**REQUIREMENTS**.
Answer from the excerpt about the MyTrips survey:
(a) What does MyTrips add as P5?
(b) How are activity locations geocoded when mobility diaries are collected in P2?
(c) What happens to intermodal trips?

**EXCERPT PROVIDED**.
━━━━━━━━━━━━━━━━━━━━

Histograms of the probability of the chosen alternative in the cross-validation for the training data (blue) and test data (red)

MyTrips builds upon these parts and adds P2 as RP data and P3 for corresponding SP-off-RP questions, and finally P5 for a stated choice experiment.

In Fig. 2 the user interface for the collection of trip diaries in P2 is shown.

For the collection of the mobility diaries P2 the activity locations are geocoded using an address search, whereby the positions can still be adjusted in a map. For each trip, respondents must fill in start and end location, departure and arrival times, and mode of transport. Intermodal trips are split into single-mode stages. Depending on the survey goal and scenario, the degree of detail required for the modes of transport may vary. For one survey, it may be sufficient to provide a single trip for a complex public transport journey with several line changes. For another survey line and changeover information or a differentiation between car driver and passenger may be required. In addition, the activity between trips, e.g. being at work, shopping, or spending leisure time, is inquired.

━━━━━━━━━━━━━━━━━━━━

**DATA PROVIDED**.

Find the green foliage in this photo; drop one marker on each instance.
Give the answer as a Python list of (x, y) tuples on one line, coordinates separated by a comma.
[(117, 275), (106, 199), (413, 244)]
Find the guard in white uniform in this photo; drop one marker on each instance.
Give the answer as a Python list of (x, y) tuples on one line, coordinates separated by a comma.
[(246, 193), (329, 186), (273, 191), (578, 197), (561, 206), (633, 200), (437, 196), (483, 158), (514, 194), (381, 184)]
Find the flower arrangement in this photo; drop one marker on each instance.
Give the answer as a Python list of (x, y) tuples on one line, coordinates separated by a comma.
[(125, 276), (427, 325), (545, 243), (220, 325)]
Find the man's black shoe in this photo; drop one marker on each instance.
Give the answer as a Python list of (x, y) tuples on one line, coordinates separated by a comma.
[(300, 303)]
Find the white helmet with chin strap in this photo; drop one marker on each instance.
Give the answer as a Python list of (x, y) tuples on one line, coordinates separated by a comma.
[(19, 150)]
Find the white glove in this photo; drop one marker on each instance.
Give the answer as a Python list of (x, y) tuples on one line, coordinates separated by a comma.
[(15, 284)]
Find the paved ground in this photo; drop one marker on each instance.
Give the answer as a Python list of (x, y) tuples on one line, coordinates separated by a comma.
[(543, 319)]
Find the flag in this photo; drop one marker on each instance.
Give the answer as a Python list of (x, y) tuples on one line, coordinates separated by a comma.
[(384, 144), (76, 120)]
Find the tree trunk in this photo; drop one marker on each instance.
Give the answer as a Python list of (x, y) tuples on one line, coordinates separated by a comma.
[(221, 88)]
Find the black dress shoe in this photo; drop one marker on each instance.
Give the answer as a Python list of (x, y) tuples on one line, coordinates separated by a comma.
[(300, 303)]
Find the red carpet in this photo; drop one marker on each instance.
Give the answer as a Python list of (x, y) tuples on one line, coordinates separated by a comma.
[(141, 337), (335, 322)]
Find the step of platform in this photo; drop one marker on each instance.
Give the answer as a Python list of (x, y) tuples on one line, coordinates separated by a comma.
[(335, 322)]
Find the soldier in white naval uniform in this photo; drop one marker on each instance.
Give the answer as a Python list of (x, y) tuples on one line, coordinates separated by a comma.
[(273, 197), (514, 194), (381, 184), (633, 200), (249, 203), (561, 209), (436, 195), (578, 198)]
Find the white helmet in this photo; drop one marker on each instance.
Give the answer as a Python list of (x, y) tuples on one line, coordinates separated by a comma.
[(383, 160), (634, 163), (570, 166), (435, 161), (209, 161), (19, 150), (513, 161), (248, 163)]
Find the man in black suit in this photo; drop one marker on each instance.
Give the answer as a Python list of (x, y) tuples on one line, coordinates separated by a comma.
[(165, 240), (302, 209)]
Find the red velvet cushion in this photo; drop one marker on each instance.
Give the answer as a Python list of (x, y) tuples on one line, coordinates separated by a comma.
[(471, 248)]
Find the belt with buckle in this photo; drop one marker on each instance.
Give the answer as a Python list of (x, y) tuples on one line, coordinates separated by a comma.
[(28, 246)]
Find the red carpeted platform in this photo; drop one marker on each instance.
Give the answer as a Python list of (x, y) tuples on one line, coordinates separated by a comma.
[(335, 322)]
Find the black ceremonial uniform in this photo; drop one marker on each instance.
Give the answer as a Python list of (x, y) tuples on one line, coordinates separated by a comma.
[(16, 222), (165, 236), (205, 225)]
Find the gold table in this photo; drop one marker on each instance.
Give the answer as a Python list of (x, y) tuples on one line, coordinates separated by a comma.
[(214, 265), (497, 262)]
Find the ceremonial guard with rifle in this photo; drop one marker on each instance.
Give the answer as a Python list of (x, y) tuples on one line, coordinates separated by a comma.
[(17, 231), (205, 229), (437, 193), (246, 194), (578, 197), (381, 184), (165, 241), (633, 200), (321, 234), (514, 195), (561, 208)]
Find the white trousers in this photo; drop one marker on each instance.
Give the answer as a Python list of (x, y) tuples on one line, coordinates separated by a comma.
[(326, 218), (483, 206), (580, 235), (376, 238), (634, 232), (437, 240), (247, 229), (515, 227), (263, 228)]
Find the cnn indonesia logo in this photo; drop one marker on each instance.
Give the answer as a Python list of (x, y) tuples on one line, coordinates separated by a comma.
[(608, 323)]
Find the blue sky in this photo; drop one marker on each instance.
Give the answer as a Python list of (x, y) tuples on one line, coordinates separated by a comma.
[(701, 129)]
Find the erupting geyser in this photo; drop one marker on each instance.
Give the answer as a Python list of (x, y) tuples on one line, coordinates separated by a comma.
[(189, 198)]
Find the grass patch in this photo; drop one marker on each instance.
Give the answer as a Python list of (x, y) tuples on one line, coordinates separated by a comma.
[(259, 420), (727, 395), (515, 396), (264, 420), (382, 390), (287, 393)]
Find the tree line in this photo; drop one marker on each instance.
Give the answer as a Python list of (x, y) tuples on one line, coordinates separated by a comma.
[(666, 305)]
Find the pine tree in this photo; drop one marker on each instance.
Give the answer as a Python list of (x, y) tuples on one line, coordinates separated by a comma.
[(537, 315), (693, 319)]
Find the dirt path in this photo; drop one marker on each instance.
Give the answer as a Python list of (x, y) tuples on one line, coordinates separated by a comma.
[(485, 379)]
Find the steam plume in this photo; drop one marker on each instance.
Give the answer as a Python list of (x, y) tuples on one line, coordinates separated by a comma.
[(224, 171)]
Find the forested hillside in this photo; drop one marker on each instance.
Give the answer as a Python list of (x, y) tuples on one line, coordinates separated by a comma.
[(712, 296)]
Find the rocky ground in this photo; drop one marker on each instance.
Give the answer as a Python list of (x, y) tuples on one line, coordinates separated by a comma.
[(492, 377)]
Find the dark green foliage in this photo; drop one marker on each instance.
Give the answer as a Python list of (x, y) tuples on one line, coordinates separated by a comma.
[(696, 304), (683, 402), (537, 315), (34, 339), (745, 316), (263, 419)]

━━━━━━━━━━━━━━━━━━━━

**COMPLETED TASK**.
(a) A stated choice experiment.
(b) With an address search, and the positions can still be adjusted in a map.
(c) They are split into single-mode stages.